→ AUSZUG AUS QUELLE
============================================================
Leitsätze:
1.Ein Mieter kann trotz wirksamer Kündigung die Fortsetzung des Mietverhältnisses auf unbestimmte Zeit verlangen, wenn der erzwungene Auszug für ihn eine unzumutbare Härte darstellt.
2.Eine solche Härte liegt vor, wenn der erzwungene Wohnungswechsel das überwiegende Risiko eines Suizids des Mieters begründet und alle therapeutischen Möglichkeiten ausgeschöpft sind.
3. Maßgeblicher Zeitpunkt für die Beurteilung der Härte sowie die Abwägung der Interessen von Vermieter und Mieter ist der Schluss der letzten mündlichen Verhandlung in der Tatsacheninstanz.
4. Liegt die bisherige Miete unterhalb der ortsüblichen Vergleichsmiete, kann das Gericht eine Erhöhung der Miete auf dieses Niveau vornehmen, ohne dass die Kappungsgrenzen oder sonstige formale Anforderungen des § 558a BGB zu beachten sind.
============================================================
→ MATERIAL ERKUNDEN
a - Fassen Sie den Leitsatz der Leitsätze zum Mietrecht, der mit „Liegt die bisherige Miete“ beginnt, kürzer zusammen und behalten Sie dabei seine wesentlichen Aussagen bei.
b - Prüfen Sie anhand der Leitsätze zum Mietrecht, ob die folgenden Aussagen zutreffen, und antworten Sie jeweils mit Ja oder Nein samt den entscheidenden Worten aus den Leitsätzen im genauen Wortlaut: (i) Maßgeblich für die Beurteilung der Härte ist der Zeitpunkt der Kündigung. (ii) Eine Härte kann vorliegen, wenn der erzwungene Wohnungswechsel das überwiegende Risiko eines Suizids des Mieters begründet. (iii) Der Mieter kann die Fortsetzung des Mietverhältnisses nur für eine bestimmte Zeit verlangen.
c - Führen Sie die Leitsätze zum Mietrecht im Anschluss an ihren letzten Satz fort.

→ BEREITGESTELLTE ANGABEN
============================================================
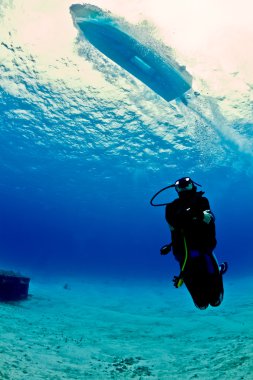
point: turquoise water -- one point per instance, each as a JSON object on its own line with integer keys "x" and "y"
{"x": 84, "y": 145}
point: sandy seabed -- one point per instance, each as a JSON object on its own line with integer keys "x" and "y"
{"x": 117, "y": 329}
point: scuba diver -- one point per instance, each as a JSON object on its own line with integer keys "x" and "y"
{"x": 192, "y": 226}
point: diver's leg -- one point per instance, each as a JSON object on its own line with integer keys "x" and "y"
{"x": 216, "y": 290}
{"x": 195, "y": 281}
============================================================
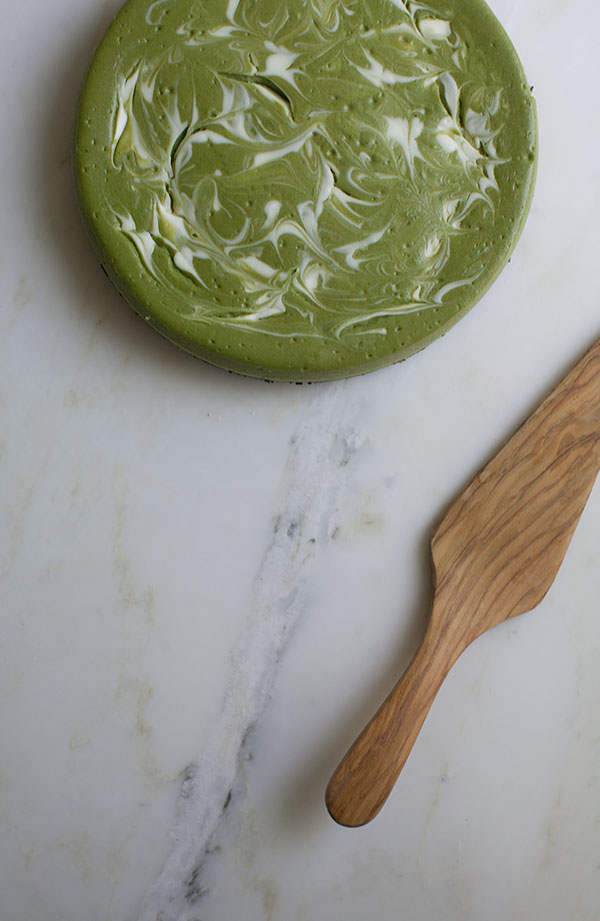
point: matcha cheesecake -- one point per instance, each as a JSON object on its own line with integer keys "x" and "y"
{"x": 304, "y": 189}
============================================================
→ ANTWORTEN JE AUFGABE
a - Liegt die Miete unter der ortsüblichen Vergleichsmiete, darf das Gericht sie auf dieses Niveau anheben. Kappungsgrenzen und sonstige formale Anforderungen des § 558a BGB sind dabei nicht zu beachten.

b -
(i) Nein: „Maßgeblicher Zeitpunkt für die Beurteilung der Härte sowie die Abwägung der Interessen von Vermieter und Mieter ist der Schluss der letzten mündlichen Verhandlung in der Tatsacheninstanz.“
(ii) Ja: „Eine solche Härte liegt vor, wenn der erzwungene Wohnungswechsel das überwiegende Risiko eines Suizids des Mieters begründet und alle therapeutischen Möglichkeiten ausgeschöpft sind.“
(iii) Nein: „die Fortsetzung des Mietverhältnisses auf unbestimmte Zeit verlangen“

c -
Sachverhalt:
Der Vermieter hatte dem Mieter gekündigt, woraufhin dieser form- und fristgerecht Widerspruch einlegte. Der Mieter berief sich darauf, dass ein erzwungener Wohnungswechsel aufgrund seiner psychischen Erkrankung eine erhebliche Gefahr für seine Gesundheit darstelle. Er machte geltend, dass ein Umzug mit überwiegender Wahrscheinlichkeit zu einem Suizid führen würde. Nach Einholung eines fachärztlichen Gutachtens wurde bestätigt, dass die Gefahr einer schweren psychischen Verschlechterung bis hin zur Suizidalität bei einem Umzug konkret bestand und keine geeigneten Therapiealternativen zur Verfügung standen.
Entscheidung:
Das Landgericht Berlin wies die Räumungsklage des Vermieters zurück. Es stellte fest, dass der Mieter aufgrund seines wirksamen Widerspruchs nach § 574 Abs. 1 Satz 1 BGB einen Anspruch auf Fortsetzung des Mietverhältnisses hat. Die Beweisaufnahme bestätigte, dass eine unzumutbare Härte vorliegt, die sich erheblich von den allgemein mit einem Umzug verbundenen Unannehmlichkeiten abhebt. Maßgeblich war dabei der Schluss der letzten mündlichen Verhandlung, zu welchem Zeitpunkt die Suizidgefahr weiterhin bestand.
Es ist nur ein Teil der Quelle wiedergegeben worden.